● Consigne 1: D'après la critique de concert, quel musicien joue de l'archiluth ?

● Texte du document:
###

Tous animés par une foi inébranlable, les instrumentistes ont joué un rôle majeur, portant l’œuvre au firmament de l’interprétation. Les cornets et flûtes (Jean Tubéry, Sarah Dubus et Lambert Colson) ont essaimé la douceur, à l’image de la divine brise effleurant notre peau. Nous nous sommes littéralement laissé bercer par cette sonorité mélodieuse. Les cordes assurent la trame sonore sur laquelle s’appuient les autres interprètes. Remercions aux violons Stéphanie Pfister, Matthieu Camilleri, Sue-Ying Koang et aux violes Benjamin Lescoat et Matthieu Camilleri. Ainsi que Keiko Gomi au violoncelle et viole de bras basse ainsi que Nicolas Achten déjà cité. Leur précision de jeu est tout particulièrement appréciable dans le développement du phrasé. Au théorbe et en particulier à l’archiluth (luth ténor), Etienne Galletier s’affranchit de toutes les difficultés que pourrait susciter la pratique d’un tel instrument. L’archiluth accomplit ici la ligne mélodique de basse ce qui laisse supposer qu’il réalise le continuo dès que permis. Et que dire des trombones ténors (Claire McIntyre, Alexis Lahens et Nicolas Vazquez) et des trombones basses/doubles (Franck Poitrineau et Arnaud Brétécher) ? Ils offrent un son moelleux et sombre grâce à leurs timbres nobles. N’oublions pas Marc Meisel à l’organo di legno (petit orgue avec des tuyaux en bois, ce que nous appelons couramment orgue positif). Il manie avec dextérité son unique clavier. Apprécions la qualité variée des jeux de l’orgue, souvent improprement dénommés registres.

Cette offrande musicale et vocale n’aurait trouvé de sens sans la présence de Jean Tubéry. Après de nombreux questionnements et de multiples hésitations, il a su puiser au plus profond de son âme la force de produire cette nouvelle version. Dans le pur respect d’authenticité, il livre ici une lecture humble et recueillie des Vêpres à la Vierge. Aucun décorum et aucune fioriture ostentatoire ne viennent troubler le discours. Il implique chaque chanteur ou instrumentiste pour accentuer l’effet dramatique et spirituel de l’œuvre. Quelles que soient les difficultés rencontrées (déclamation et prosodie, équilibre entre instruments et voix, ornementation écrite ou non, polychoralité et polyrythmie, …), elles ont toutes été levées grâce à la virtuosité des artistes.

###

● Éléments stockés du jeu de données:

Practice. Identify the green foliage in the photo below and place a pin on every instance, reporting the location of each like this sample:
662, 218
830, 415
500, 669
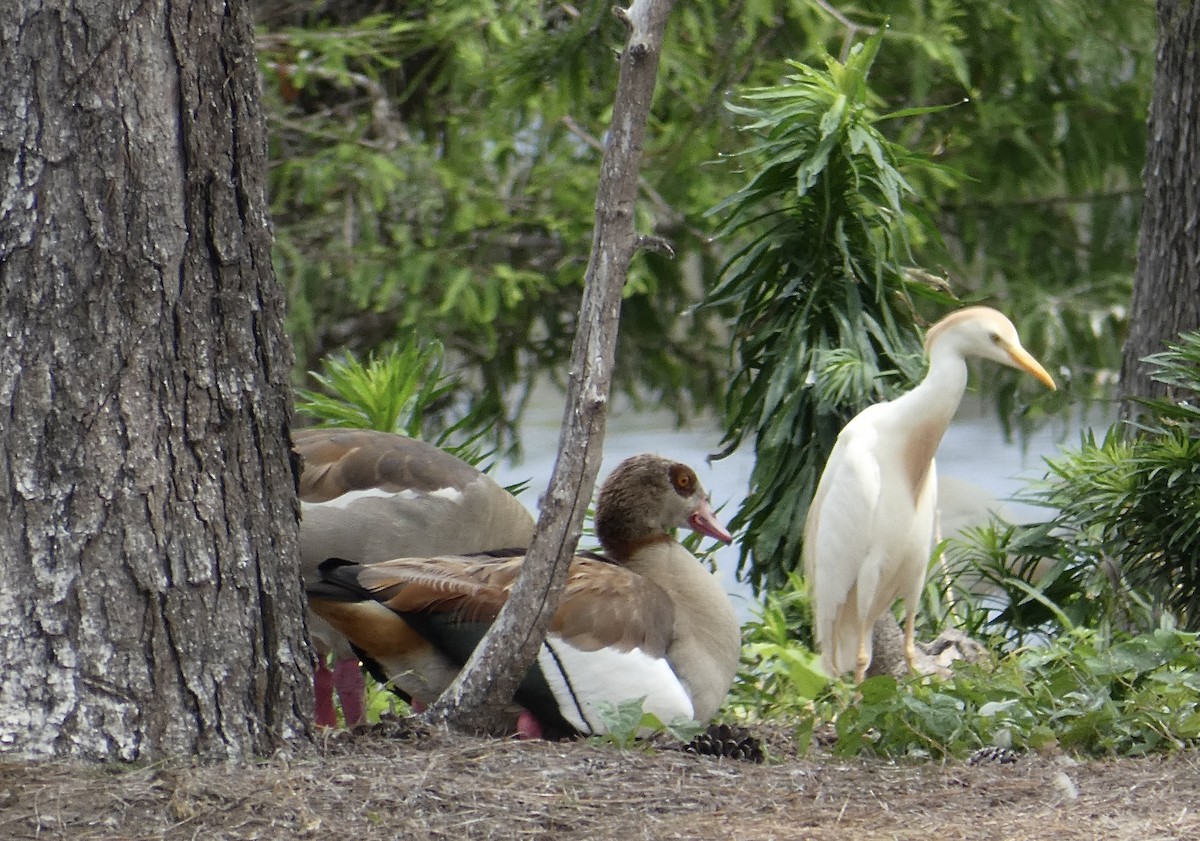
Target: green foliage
779, 674
821, 288
433, 173
1078, 692
627, 721
1135, 696
1122, 539
395, 390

###

● Consigne 2: Renvoyez à l'identique chacune des lignes des entrées ci-dessus, en omettant les images dans votre réponse.

● Réponse attendue 1: Etienne Galletier.

● Réponse attendue 2:
Practice. Identify the green foliage in the photo below and place a pin on every instance, reporting the location of each like this sample:
662, 218
830, 415
500, 669
Target: green foliage
779, 674
821, 288
433, 173
1078, 692
627, 721
1135, 696
1122, 539
395, 390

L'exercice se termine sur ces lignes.